Labeled contour entries

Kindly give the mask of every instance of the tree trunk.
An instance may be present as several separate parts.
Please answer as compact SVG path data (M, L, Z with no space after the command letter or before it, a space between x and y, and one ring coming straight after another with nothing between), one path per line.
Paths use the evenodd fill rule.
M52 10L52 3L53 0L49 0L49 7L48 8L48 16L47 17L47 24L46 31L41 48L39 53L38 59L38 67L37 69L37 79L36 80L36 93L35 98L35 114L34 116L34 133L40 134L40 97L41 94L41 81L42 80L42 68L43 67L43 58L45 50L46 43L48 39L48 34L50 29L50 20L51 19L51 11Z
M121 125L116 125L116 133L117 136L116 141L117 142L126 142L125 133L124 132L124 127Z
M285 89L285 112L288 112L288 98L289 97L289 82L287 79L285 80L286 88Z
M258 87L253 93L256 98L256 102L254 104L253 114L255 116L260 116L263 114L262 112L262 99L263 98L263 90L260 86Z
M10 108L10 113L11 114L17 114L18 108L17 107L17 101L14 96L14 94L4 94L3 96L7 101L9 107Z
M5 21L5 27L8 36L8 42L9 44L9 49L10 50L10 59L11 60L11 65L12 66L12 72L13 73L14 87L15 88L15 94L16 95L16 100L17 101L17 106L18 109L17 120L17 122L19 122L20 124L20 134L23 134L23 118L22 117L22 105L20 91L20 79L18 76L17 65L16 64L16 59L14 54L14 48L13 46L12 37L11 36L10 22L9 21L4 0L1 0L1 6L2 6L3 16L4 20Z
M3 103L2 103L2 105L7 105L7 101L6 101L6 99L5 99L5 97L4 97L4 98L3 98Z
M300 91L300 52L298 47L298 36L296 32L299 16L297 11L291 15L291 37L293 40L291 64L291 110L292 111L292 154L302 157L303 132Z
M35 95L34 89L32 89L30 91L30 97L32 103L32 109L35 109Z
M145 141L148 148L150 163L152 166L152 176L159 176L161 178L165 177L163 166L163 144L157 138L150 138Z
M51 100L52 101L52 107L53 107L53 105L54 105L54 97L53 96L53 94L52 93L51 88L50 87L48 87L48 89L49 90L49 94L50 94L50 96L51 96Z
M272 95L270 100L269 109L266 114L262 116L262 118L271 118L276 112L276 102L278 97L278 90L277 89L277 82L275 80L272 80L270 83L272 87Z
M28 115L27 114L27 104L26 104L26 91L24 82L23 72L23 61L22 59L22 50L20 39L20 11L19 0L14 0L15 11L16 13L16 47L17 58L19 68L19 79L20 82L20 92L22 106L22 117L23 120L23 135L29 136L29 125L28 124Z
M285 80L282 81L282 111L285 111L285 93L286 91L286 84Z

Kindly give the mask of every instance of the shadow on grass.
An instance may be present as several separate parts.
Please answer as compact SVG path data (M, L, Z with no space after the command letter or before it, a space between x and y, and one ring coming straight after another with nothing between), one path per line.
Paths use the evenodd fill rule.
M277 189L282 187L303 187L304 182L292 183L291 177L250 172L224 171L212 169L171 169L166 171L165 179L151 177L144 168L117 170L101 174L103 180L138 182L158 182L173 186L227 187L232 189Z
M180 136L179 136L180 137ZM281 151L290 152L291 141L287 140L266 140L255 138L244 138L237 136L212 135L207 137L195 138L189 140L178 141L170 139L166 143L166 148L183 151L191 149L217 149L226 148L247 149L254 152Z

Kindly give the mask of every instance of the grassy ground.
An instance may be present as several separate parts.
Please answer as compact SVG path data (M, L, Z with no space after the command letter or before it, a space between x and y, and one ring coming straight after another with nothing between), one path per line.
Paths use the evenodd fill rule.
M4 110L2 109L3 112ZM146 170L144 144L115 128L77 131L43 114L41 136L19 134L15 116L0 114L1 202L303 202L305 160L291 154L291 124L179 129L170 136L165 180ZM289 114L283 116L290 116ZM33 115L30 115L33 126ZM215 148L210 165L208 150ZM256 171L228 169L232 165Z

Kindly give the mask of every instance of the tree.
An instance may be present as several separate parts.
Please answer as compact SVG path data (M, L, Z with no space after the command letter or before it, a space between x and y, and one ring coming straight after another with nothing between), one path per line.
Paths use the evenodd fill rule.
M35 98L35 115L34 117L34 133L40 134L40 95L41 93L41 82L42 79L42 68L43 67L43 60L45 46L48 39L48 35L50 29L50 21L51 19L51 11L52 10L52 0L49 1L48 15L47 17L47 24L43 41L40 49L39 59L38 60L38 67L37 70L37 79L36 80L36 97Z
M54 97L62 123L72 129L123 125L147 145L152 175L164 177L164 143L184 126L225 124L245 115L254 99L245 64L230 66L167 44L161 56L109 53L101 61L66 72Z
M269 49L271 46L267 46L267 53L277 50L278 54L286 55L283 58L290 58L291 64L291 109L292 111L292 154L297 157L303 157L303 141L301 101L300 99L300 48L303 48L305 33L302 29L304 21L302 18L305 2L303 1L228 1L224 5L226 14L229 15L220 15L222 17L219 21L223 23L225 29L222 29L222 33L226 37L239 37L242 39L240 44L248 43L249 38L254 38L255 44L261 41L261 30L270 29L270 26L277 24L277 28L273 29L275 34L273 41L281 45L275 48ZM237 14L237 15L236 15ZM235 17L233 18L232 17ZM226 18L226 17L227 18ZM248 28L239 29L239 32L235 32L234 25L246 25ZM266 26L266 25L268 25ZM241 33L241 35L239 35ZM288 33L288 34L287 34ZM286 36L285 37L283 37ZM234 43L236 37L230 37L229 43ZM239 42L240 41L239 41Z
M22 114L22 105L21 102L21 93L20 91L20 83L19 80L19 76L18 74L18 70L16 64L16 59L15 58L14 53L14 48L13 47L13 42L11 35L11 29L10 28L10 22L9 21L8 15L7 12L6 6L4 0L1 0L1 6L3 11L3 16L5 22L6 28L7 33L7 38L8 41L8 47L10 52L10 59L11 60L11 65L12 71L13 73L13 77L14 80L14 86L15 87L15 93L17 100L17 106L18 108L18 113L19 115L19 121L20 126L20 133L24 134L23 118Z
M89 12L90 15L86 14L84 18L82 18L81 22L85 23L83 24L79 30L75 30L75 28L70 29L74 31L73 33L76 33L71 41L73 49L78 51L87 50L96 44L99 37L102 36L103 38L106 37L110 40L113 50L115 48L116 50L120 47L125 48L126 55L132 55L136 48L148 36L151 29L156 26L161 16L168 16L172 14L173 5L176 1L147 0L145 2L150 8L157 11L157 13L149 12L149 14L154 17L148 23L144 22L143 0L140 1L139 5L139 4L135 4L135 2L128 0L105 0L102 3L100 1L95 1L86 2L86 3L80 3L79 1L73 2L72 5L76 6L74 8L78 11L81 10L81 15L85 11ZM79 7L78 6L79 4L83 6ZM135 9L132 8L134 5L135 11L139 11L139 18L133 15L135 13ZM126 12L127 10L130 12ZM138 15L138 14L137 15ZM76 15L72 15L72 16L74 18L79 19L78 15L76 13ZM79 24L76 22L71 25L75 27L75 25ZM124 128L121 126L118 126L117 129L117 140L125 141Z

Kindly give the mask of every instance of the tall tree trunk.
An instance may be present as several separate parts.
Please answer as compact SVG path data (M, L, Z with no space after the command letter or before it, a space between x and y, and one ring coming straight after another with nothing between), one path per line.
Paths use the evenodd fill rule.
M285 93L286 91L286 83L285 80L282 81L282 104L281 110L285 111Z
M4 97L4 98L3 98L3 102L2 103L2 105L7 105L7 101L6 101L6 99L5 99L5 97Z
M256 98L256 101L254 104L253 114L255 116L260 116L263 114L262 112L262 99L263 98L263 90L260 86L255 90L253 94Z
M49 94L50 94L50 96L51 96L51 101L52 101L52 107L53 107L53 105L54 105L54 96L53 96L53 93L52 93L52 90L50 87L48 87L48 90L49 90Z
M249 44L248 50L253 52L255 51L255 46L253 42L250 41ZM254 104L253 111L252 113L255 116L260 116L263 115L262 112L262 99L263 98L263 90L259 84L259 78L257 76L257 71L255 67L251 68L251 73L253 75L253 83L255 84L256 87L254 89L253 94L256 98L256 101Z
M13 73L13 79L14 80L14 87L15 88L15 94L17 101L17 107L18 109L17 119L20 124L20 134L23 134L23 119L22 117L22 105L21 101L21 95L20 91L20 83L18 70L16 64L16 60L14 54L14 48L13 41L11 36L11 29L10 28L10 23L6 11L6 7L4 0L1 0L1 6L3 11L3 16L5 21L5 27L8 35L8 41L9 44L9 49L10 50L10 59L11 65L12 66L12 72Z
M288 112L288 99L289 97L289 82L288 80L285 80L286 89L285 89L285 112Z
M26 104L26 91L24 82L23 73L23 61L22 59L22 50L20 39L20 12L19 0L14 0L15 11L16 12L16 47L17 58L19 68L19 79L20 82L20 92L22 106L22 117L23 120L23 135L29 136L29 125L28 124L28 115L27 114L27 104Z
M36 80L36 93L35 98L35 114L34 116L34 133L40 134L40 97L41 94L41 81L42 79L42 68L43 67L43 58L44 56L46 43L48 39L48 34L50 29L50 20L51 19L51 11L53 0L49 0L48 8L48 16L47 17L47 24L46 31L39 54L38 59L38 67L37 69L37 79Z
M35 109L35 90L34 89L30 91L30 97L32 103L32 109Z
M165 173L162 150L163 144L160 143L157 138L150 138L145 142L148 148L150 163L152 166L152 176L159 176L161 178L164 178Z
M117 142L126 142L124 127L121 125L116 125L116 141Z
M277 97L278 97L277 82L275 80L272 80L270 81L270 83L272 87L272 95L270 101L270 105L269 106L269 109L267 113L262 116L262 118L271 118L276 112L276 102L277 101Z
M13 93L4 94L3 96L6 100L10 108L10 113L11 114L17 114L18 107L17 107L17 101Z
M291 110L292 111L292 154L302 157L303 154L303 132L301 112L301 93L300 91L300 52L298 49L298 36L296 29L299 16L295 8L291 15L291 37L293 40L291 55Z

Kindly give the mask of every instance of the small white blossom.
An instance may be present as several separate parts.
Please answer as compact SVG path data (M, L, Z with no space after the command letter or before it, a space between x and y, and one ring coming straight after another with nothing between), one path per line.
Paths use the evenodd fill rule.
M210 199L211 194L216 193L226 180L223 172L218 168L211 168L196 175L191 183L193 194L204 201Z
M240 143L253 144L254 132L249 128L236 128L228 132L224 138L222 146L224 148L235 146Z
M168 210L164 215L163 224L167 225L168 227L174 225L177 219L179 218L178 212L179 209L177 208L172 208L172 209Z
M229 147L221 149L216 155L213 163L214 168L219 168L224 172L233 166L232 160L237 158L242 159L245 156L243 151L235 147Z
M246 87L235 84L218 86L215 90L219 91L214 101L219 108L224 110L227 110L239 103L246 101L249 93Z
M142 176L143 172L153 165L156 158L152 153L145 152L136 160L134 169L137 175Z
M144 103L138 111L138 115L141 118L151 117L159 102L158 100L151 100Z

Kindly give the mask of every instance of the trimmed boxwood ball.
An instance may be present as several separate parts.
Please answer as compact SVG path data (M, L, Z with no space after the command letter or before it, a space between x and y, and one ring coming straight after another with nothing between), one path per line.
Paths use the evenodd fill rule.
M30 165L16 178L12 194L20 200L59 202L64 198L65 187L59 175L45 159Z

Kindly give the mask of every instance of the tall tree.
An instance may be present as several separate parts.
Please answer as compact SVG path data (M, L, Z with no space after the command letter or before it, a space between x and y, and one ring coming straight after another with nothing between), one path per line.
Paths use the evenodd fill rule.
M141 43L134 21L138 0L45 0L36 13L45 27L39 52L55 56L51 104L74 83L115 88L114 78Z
--
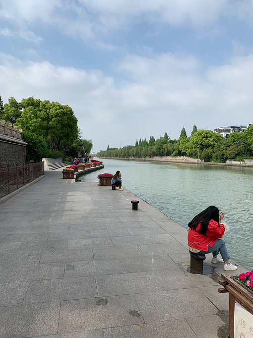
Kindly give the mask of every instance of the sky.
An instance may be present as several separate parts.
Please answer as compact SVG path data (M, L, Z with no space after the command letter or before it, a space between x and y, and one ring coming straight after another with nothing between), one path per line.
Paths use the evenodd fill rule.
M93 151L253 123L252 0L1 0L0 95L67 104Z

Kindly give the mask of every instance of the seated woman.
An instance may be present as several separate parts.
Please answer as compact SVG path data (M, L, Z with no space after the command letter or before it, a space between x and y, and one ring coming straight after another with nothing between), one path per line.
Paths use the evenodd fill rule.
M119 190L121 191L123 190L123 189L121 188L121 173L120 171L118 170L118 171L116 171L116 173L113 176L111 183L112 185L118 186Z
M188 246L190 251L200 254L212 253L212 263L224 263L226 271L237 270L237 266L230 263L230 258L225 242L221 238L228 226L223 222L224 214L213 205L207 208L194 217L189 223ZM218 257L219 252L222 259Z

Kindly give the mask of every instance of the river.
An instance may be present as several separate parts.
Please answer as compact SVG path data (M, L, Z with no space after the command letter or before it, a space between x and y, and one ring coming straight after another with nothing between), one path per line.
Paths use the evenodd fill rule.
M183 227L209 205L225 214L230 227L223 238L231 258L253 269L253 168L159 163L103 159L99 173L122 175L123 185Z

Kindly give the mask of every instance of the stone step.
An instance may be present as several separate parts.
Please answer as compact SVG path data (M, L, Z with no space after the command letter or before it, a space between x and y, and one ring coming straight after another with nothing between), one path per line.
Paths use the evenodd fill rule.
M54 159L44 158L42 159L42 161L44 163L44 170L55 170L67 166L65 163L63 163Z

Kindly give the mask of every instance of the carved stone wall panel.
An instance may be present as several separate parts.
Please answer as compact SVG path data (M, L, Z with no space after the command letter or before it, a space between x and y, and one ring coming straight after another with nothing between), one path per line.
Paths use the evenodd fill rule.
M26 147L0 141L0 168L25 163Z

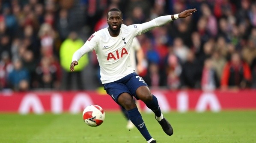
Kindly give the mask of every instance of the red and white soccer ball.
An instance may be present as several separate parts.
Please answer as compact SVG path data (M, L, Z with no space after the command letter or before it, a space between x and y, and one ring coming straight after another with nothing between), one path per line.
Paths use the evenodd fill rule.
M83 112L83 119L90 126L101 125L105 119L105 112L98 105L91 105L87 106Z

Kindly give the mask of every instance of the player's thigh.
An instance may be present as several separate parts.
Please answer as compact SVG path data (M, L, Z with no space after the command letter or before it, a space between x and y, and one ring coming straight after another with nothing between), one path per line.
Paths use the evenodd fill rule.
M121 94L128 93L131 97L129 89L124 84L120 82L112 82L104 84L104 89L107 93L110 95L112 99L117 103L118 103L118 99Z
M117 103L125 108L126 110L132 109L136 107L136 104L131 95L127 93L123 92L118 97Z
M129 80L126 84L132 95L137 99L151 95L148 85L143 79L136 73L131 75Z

Goal of the exercise – Copy out the stretch of data from the line containing "Kindly give the mask of every instance of the player's" through the line containing "M129 80L126 84L132", keeping every line unchanged.

Output for this task –
Kindly give the mask of every instance of the player's thigh.
An instance may be present as several separate parts.
Please answer as compact SVG path data (M, L, Z with no space after the command letter or before it, a space between x and y, and one ring coming straight after another with nothing between), one path per line.
Paths use the evenodd fill rule.
M121 94L128 93L131 97L129 89L124 84L120 82L112 82L104 84L104 89L107 93L110 95L112 99L117 103L118 103L118 99Z
M117 103L125 108L126 110L132 109L136 107L136 104L131 95L127 93L123 92L118 97Z
M129 80L126 84L132 95L137 99L151 95L148 85L143 79L136 73L131 75Z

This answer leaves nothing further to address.